Data for processing section start

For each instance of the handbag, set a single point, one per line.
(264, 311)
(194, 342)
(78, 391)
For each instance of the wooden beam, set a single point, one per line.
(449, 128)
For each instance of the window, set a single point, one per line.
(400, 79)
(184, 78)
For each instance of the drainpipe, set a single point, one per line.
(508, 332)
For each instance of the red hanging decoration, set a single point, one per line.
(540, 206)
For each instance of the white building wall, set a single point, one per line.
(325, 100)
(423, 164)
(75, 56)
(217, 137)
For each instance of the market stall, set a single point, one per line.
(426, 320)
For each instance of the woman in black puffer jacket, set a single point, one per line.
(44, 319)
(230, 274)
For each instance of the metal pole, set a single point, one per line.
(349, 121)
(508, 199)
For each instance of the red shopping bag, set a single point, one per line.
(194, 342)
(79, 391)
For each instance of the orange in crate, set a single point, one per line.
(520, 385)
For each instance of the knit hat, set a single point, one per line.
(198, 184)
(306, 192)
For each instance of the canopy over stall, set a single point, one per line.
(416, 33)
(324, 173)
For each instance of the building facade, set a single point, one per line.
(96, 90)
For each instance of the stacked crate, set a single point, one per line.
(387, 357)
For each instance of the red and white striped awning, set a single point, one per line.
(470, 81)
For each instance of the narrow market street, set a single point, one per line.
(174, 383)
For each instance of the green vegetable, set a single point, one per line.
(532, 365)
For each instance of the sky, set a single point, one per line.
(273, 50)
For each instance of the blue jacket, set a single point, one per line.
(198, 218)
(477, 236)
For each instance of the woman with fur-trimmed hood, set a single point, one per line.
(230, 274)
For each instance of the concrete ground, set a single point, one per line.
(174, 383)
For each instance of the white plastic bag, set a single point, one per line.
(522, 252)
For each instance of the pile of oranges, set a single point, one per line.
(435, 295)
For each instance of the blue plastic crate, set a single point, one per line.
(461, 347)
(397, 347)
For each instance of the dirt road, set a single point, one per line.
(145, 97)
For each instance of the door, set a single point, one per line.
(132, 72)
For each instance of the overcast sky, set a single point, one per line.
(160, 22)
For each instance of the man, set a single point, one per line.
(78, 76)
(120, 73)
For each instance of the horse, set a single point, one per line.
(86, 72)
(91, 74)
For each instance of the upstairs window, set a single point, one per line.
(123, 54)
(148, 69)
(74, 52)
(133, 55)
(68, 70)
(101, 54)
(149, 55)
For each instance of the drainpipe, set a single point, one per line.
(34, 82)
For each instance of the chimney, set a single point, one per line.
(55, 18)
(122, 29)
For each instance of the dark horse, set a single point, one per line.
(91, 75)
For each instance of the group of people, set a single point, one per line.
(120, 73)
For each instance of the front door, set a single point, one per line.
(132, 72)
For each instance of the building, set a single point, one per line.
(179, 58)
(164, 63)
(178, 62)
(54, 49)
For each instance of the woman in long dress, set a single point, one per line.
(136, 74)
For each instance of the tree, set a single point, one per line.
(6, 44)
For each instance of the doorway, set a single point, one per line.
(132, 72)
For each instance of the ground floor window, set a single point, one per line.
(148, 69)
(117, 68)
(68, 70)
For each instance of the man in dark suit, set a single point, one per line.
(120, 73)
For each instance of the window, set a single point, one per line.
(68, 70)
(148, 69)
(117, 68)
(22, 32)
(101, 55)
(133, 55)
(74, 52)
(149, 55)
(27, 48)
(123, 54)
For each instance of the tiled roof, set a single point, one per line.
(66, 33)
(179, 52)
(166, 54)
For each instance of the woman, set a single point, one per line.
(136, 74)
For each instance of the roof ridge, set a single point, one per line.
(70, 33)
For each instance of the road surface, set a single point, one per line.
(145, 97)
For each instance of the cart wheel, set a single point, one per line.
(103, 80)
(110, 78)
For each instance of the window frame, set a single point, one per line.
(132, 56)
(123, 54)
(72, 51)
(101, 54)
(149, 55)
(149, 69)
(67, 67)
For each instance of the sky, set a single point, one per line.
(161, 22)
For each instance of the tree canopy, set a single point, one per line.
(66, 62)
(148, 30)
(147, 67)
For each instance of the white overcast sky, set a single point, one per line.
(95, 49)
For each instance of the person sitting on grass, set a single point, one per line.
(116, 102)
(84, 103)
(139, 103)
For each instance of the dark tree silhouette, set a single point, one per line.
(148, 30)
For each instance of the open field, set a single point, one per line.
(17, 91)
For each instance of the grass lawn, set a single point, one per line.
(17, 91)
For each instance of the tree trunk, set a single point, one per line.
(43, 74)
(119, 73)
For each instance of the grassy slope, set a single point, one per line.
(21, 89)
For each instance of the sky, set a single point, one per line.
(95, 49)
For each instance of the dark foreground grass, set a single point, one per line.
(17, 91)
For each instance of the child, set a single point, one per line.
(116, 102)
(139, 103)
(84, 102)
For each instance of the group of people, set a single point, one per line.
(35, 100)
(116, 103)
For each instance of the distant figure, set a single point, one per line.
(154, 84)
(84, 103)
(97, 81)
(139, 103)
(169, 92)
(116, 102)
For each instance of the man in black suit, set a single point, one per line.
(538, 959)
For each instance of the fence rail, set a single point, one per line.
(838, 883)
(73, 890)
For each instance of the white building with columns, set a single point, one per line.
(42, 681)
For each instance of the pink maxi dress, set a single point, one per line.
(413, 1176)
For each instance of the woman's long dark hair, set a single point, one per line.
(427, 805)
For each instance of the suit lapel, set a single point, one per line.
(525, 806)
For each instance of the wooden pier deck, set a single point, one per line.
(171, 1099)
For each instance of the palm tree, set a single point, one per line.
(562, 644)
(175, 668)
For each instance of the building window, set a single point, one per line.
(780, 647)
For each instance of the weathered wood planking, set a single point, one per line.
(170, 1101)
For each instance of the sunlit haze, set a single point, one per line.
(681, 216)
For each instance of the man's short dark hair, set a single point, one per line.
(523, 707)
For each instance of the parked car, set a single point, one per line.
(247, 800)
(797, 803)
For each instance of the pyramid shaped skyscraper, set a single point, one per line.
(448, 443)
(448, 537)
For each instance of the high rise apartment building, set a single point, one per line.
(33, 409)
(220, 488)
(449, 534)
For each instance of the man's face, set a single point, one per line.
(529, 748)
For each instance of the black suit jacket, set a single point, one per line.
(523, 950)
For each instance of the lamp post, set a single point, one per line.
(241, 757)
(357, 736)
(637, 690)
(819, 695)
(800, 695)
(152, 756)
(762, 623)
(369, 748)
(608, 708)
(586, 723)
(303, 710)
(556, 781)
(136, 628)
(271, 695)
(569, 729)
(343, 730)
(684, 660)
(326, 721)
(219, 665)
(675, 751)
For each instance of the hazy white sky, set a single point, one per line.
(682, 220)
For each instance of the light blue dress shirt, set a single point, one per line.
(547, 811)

Data for processing section end

> **Requirement**
Repeat every entry above exactly, leaving nothing out.

> **Reply**
For each instance of the handbag, set a single point, one per line.
(264, 311)
(194, 342)
(78, 391)
For each instance of the wooden beam, set a single point, one per line.
(449, 128)
For each instance of the window, set a single point, one per line.
(400, 79)
(184, 78)
For each instance of the drainpipe, set a single point, one per line.
(508, 332)
For each instance of the red hanging decoration, set a single point, one per line.
(540, 206)
For each instance of the white building wall, set a single point, one per line.
(325, 100)
(423, 164)
(75, 56)
(217, 137)
For each instance of the market stall, set a single point, one per line.
(426, 320)
For each instance of the woman in black puffer jacket, set a single point, one per line.
(44, 319)
(230, 274)
For each instance of the metal pole, set a single point, one per line.
(349, 121)
(508, 199)
For each instance of the red shopping bag, set a single point, one per line.
(194, 342)
(79, 391)
For each instance of the orange in crate, set a single point, one per line.
(520, 385)
For each instance of the knit hat, set a single point, one per line.
(198, 184)
(306, 192)
For each instance of the canopy over stall, set a single point, one per line.
(416, 33)
(324, 173)
For each instance of the building facade, set a single point, one per line.
(96, 90)
For each instance of the stacked crate, set a single point, one per line.
(387, 357)
For each instance of the red and white striped awning, set a single point, one per line.
(470, 81)
For each instance of the narrow market street, set a single point, one per line.
(174, 383)
For each instance of the green vegetable, set a single point, one per line.
(532, 365)
For each instance of the sky, set a single point, one per line.
(273, 50)
For each instance of the blue jacket, set a single point, one per line.
(198, 218)
(477, 236)
For each instance of the woman with fur-trimmed hood, set a single point, one per line.
(230, 274)
For each instance of the concrete ground, set a single point, one per line.
(174, 383)
For each instance of the white plastic bag, set a single point, one per line.
(522, 252)
For each instance of the pile of oranges, set a single point, one per line.
(435, 295)
For each instance of the blue plastic crate, set a single point, one per line.
(461, 347)
(397, 347)
For each instance of the dirt road, set a single point, one per line.
(145, 97)
For each instance of the door, set a single point, one per line.
(132, 72)
For each instance of the overcast sky, set a single point, one per line.
(160, 22)
For each instance of the man, set a single point, one per line.
(78, 76)
(120, 73)
For each instance of the horse, set a single point, one per line.
(86, 72)
(91, 74)
For each instance of the upstairs window, set a single point, one per line.
(123, 54)
(148, 69)
(74, 52)
(133, 55)
(68, 70)
(101, 54)
(149, 55)
For each instance of the drainpipe, set a single point, one per line.
(34, 82)
For each instance of the chimney, set a single point, one per line.
(55, 18)
(122, 29)
For each instance of the dark horse, set a single point, one per line.
(91, 75)
For each instance of the group of people, set a single point, one per line.
(120, 73)
For each instance of the front door, set a single point, one per line.
(132, 72)
For each instance of the building, set a single point, one per line.
(179, 58)
(164, 63)
(178, 62)
(54, 49)
For each instance of the woman in long dress, set a single point, one per line.
(136, 74)
For each instance of the tree, set a single point, one per line.
(6, 44)
For each instance of the doorway, set a single point, one per line.
(132, 72)
For each instance of the ground floor window, set a single point, one per line.
(148, 69)
(117, 68)
(68, 70)
For each instance of the man in dark suit, set a single point, one per line.
(120, 73)
For each instance of the window, set a single point, one per line.
(68, 70)
(148, 69)
(117, 68)
(22, 32)
(101, 55)
(133, 55)
(74, 52)
(149, 55)
(27, 48)
(123, 54)
For each instance of the tiled roof, set a single point, one per line.
(66, 33)
(179, 52)
(166, 54)
For each instance of the woman, set a single point, one per line.
(136, 74)
For each instance of the roof ridge, set a single point, one per line.
(70, 33)
For each instance of the road surface, set a single point, one per line.
(145, 97)
For each instance of the cart wheel, set a single point, one per line.
(103, 80)
(110, 78)
For each instance of the window frame, set a single point, one per line.
(132, 56)
(123, 54)
(72, 51)
(101, 54)
(149, 55)
(149, 69)
(67, 67)
For each instance of the sky, set a single point, one per line.
(161, 22)
For each instance of the tree canopy, set a single point, one per line.
(66, 62)
(148, 30)
(147, 67)
For each instance of the white overcast sky, set a single point, one per line.
(95, 49)
For each instance of the person sitting on grass, set a single point, one per line.
(116, 102)
(84, 103)
(139, 103)
For each instance of the dark tree silhouette, set a single point, one per line.
(148, 30)
For each instance of the open field, set a single point, one per line.
(17, 91)
For each instance of the grass lawn, set a single point, one per line.
(17, 91)
For each instance of the tree trunk, set a single point, one per line.
(43, 74)
(119, 73)
For each instance of the grassy slope, set a single point, one per line.
(21, 89)
For each instance of the sky, set a single point, one per line.
(95, 49)
For each instance of the dark foreground grass, set a single point, one per line.
(17, 91)
For each instance of the child, set a single point, one per line.
(116, 102)
(139, 103)
(84, 102)
For each instance of the group of people, set a single point, one per line.
(35, 100)
(116, 103)
For each instance of the distant figure, set a single point, one per line.
(154, 84)
(84, 103)
(97, 81)
(139, 103)
(169, 92)
(116, 102)
For each instance of the man in black suit, set a single point, one per line.
(538, 959)
For each instance of the fence rail, set a single point, one per line.
(838, 883)
(73, 890)
For each instance of the white building with columns, set a single point, one per line.
(42, 681)
For each instance of the pink maxi dress, set a single point, one per line.
(413, 1176)
For each instance of the woman's long dark hair, set a single point, one per line.
(427, 805)
For each instance of the suit lapel, set a single point, one per line.
(525, 806)
For each instance of the wooden pier deck, set a single point, one per line.
(171, 1099)
For each instance of the palm tree, set a single point, one per line.
(562, 644)
(175, 668)
For each instance of the building window, set a single point, one per line.
(780, 647)
For each instance of the weathered wood planking, set a single point, one per line.
(170, 1101)
For each instance of the sunlit haze, set a single point, one per line.
(681, 216)
For each instance of the man's short dark hair, set a single point, one per line.
(523, 707)
For each instance of the parked car, set a single point, one per line.
(247, 800)
(797, 803)
For each instance of the pyramid shaped skyscraper, set a single point, one per line.
(448, 443)
(448, 537)
For each instance of the high rise apartment building, set a single point, one per line.
(33, 409)
(220, 488)
(449, 534)
For each instance of the man's face, set a single point, one per line.
(529, 748)
For each instance of the black suit jacket, set a single point, one per line.
(523, 950)
For each instance of the lamp post, set a single point, one per line.
(241, 757)
(357, 736)
(637, 690)
(819, 695)
(800, 695)
(152, 756)
(762, 623)
(369, 748)
(608, 708)
(586, 723)
(303, 710)
(556, 781)
(136, 628)
(271, 695)
(569, 729)
(343, 730)
(684, 660)
(326, 721)
(219, 665)
(675, 751)
For each instance of the hazy white sky, set a single point, one per line.
(682, 220)
For each instance of the light blue dress shirt, set a single point, one per line.
(547, 811)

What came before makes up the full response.